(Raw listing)
______
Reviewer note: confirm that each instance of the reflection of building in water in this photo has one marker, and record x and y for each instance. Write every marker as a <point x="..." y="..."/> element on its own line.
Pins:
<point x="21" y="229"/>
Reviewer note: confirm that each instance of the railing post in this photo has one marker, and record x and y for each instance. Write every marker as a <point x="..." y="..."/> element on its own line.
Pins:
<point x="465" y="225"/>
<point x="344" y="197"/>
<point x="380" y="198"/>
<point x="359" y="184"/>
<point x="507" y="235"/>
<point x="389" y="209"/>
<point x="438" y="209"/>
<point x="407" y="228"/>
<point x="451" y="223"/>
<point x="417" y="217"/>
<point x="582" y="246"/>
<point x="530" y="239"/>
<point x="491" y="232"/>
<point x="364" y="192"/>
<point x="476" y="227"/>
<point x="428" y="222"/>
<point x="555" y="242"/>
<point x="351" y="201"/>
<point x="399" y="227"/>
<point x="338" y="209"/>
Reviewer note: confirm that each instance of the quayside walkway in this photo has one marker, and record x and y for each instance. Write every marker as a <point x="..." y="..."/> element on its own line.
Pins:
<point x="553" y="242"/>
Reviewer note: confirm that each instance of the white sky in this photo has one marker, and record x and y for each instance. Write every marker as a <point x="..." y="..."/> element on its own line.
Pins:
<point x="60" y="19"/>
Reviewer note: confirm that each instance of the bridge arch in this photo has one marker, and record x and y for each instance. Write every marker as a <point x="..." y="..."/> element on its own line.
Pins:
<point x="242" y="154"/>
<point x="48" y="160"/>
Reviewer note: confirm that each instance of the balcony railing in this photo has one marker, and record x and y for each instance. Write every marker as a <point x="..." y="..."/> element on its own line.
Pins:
______
PROBLEM TO WORK ON >>
Could you repeat the listing above word for word, from its first line to its last?

RESULT FOR THIS TASK >>
Reviewer note: confirm that each instance of the reflection of building in water in this photo has one marker, and record x and y for each instance. Write every marker as a <point x="..." y="..."/> element on its own line.
Pins:
<point x="21" y="229"/>
Reviewer note: confirm that each instance of the railing post in this photo has one marker, and record x and y for each instance. Write every marker as a <point x="..." y="..."/> element on its own line.
Pins:
<point x="465" y="225"/>
<point x="344" y="197"/>
<point x="380" y="198"/>
<point x="359" y="184"/>
<point x="507" y="235"/>
<point x="389" y="209"/>
<point x="438" y="209"/>
<point x="407" y="228"/>
<point x="451" y="223"/>
<point x="417" y="217"/>
<point x="582" y="246"/>
<point x="530" y="239"/>
<point x="491" y="232"/>
<point x="364" y="192"/>
<point x="476" y="227"/>
<point x="428" y="222"/>
<point x="555" y="242"/>
<point x="351" y="201"/>
<point x="399" y="227"/>
<point x="338" y="209"/>
Reviewer note: confirm that each instance of the quayside walkway in this photo has one marker, and record x and y for each instance. Write every marker as a <point x="..." y="..."/> element on its own line.
Pins:
<point x="553" y="242"/>
Reviewer note: confirm that each instance of the white sky in this photo has one marker, and record x and y for each instance. Write every marker as a <point x="..." y="..."/> element on its own line.
Pins:
<point x="60" y="19"/>
Reviewer note: confirm that each instance of the bridge arch in this photo has one marker, and record x and y for each instance. Write every marker as a <point x="..." y="..."/> element on its own line.
Pins:
<point x="242" y="154"/>
<point x="48" y="160"/>
Reviewer note: confirm that each instance of the balcony railing in this photo has one marker, and record x and y for each instance. Write every marker as a <point x="..." y="..."/> element on its own line.
Pins:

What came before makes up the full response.